# Task brief
Write out, unchanged, the lines from the one holding "If you could point to the robotic" to the close of the listing. Both the first and last lines belong in it.
____
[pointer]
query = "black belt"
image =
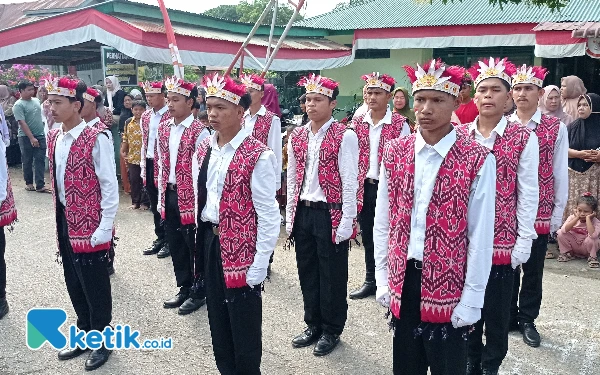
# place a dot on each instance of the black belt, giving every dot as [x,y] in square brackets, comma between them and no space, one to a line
[415,263]
[322,205]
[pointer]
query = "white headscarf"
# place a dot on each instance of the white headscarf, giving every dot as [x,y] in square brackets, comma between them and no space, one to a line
[111,93]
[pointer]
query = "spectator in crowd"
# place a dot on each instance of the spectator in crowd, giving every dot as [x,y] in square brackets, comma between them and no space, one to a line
[32,139]
[114,98]
[571,88]
[584,157]
[578,236]
[401,103]
[131,148]
[550,104]
[467,112]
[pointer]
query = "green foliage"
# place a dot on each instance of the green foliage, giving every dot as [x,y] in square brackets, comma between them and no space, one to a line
[250,10]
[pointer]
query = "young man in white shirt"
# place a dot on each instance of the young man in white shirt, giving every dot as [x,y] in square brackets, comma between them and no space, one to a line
[434,228]
[517,158]
[238,227]
[321,212]
[85,212]
[553,176]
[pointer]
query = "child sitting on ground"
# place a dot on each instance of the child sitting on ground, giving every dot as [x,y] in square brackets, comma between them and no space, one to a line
[578,236]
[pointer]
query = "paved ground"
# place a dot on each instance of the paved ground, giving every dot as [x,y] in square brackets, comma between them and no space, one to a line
[568,322]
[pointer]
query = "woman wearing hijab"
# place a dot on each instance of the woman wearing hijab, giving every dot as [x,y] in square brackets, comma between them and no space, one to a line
[571,88]
[401,104]
[114,97]
[584,156]
[550,104]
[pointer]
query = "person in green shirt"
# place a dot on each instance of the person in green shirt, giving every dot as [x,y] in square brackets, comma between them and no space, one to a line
[32,140]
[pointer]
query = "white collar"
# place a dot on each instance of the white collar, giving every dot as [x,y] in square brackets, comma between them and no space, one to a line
[387,119]
[234,143]
[442,147]
[499,129]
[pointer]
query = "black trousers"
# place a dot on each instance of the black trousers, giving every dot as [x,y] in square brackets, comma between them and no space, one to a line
[322,270]
[2,264]
[152,191]
[181,240]
[234,316]
[367,221]
[526,303]
[439,347]
[496,316]
[88,285]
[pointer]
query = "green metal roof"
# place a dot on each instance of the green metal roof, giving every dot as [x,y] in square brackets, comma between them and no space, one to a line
[374,14]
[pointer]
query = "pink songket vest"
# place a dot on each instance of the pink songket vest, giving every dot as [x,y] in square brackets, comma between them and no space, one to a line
[82,190]
[183,169]
[362,129]
[446,243]
[238,222]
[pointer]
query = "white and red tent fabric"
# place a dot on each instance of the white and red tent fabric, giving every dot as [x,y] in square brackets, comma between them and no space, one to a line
[147,41]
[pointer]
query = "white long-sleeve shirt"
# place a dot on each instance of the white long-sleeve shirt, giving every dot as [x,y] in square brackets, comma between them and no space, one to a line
[263,189]
[375,136]
[560,168]
[103,155]
[528,192]
[480,217]
[273,141]
[311,190]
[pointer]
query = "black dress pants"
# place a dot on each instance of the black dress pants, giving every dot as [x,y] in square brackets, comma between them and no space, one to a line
[496,316]
[419,346]
[526,303]
[181,240]
[88,282]
[322,270]
[234,315]
[367,221]
[152,191]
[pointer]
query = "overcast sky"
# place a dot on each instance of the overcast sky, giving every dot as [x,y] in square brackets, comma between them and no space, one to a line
[311,7]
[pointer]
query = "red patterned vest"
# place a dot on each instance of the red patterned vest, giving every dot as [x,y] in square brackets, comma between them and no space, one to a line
[145,125]
[362,129]
[8,211]
[507,150]
[446,243]
[329,171]
[547,133]
[82,190]
[183,169]
[238,222]
[262,127]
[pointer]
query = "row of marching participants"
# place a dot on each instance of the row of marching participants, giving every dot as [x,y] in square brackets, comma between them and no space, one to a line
[444,212]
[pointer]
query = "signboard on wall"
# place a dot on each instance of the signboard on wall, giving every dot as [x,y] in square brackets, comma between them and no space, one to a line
[115,63]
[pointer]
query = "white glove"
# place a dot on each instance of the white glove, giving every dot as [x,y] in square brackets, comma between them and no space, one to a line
[101,236]
[383,296]
[255,275]
[463,316]
[517,258]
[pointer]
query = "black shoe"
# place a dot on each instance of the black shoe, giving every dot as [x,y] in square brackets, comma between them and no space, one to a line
[97,358]
[69,353]
[190,305]
[3,307]
[488,371]
[326,344]
[164,252]
[366,290]
[473,368]
[531,336]
[155,248]
[176,301]
[310,335]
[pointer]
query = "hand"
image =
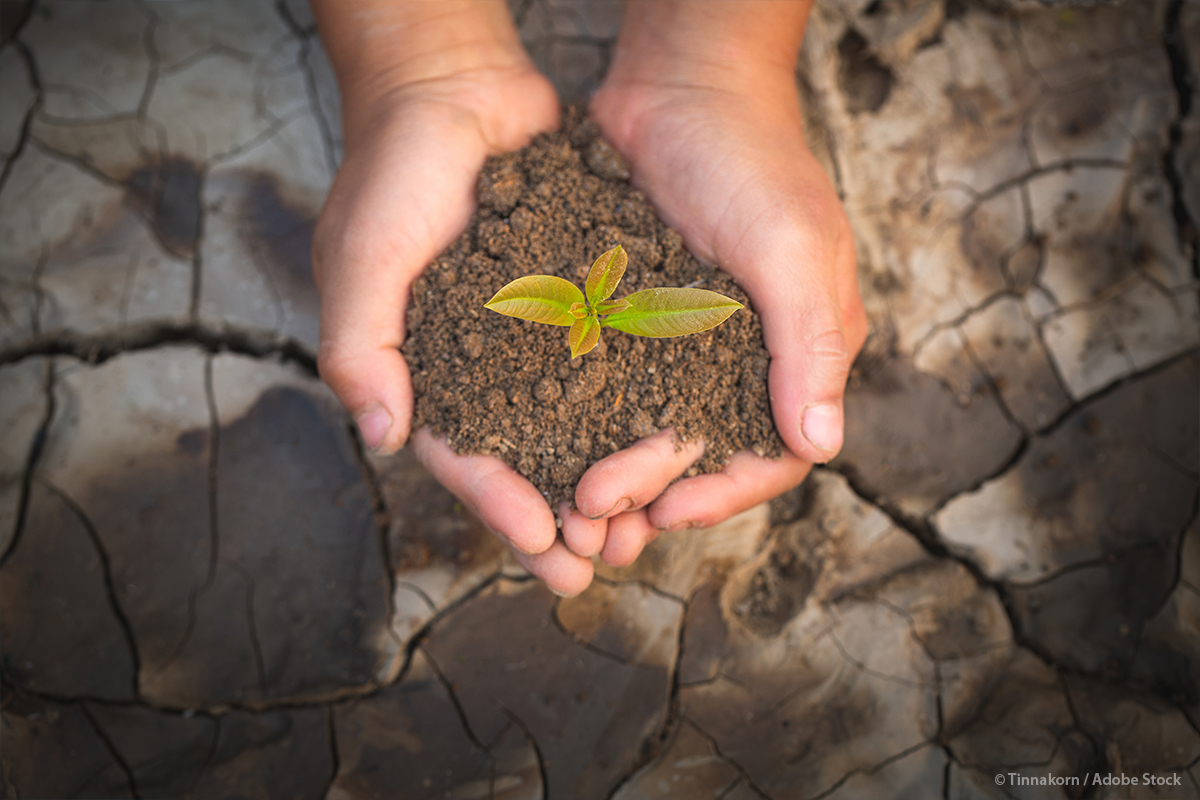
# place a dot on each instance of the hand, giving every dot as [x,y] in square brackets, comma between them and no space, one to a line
[718,146]
[417,134]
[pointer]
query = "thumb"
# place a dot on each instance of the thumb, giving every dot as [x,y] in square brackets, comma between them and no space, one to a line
[813,324]
[359,359]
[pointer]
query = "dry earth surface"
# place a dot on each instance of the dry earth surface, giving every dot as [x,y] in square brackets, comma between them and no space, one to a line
[208,589]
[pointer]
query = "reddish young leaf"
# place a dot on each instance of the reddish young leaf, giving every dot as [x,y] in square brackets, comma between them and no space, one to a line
[605,274]
[585,335]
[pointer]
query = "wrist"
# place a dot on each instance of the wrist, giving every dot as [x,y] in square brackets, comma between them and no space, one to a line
[385,52]
[713,43]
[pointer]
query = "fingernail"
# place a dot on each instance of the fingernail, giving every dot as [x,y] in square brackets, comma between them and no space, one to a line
[373,426]
[822,427]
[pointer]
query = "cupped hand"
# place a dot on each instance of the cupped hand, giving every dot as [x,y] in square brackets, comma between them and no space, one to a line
[403,193]
[726,166]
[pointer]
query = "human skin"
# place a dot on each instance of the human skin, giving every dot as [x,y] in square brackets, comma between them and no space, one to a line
[701,100]
[431,89]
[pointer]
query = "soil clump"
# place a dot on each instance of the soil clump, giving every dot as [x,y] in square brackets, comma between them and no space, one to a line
[507,388]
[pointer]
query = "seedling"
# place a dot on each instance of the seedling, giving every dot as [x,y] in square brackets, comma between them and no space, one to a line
[649,312]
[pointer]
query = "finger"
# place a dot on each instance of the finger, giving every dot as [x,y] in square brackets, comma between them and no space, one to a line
[583,536]
[799,302]
[631,477]
[507,503]
[628,535]
[707,500]
[364,262]
[563,572]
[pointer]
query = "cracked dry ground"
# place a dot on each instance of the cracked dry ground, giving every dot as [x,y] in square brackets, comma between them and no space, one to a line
[208,589]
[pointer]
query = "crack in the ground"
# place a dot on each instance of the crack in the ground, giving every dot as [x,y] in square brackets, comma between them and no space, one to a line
[97,348]
[658,743]
[252,626]
[871,770]
[643,583]
[870,672]
[537,752]
[994,386]
[31,458]
[456,703]
[151,53]
[383,521]
[1181,80]
[106,570]
[113,752]
[202,221]
[334,756]
[589,647]
[193,595]
[741,770]
[421,633]
[309,40]
[27,121]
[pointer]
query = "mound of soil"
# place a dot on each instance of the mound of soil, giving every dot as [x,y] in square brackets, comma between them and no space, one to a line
[509,388]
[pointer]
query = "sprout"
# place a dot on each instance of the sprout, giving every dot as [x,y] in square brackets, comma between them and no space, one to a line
[651,312]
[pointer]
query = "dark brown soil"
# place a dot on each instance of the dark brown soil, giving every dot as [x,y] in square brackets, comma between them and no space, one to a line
[508,388]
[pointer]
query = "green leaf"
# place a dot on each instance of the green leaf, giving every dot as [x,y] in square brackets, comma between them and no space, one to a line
[672,312]
[605,275]
[539,299]
[583,336]
[611,306]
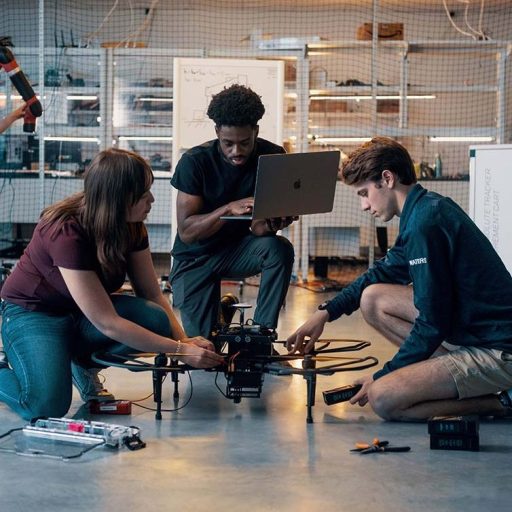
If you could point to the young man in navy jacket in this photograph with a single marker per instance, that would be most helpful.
(441, 281)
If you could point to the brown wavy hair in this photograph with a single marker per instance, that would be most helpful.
(115, 180)
(369, 160)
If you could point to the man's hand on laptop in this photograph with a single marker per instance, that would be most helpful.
(277, 223)
(261, 227)
(240, 207)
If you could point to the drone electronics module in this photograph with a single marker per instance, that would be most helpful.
(250, 353)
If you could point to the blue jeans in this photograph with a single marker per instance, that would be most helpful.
(41, 346)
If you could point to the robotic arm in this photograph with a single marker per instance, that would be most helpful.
(20, 82)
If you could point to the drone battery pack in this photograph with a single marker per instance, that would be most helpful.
(454, 442)
(110, 407)
(464, 425)
(337, 395)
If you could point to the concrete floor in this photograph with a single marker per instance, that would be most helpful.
(261, 455)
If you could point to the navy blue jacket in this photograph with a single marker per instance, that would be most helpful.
____
# The answer
If you could point to the robotic arm in this photograph with a single marker per instance, that would be most helpful.
(20, 82)
If you could point to the drone battery pack in this photograph with a single marker per instance, that would be most helpful.
(454, 442)
(110, 407)
(464, 425)
(337, 395)
If you could point to the concrete floor in this photograph with a single marker per instance, that would be most helpful.
(261, 455)
If you could point to the navy blue jacket in this photograph with a single marker per instance, that would be most helpful.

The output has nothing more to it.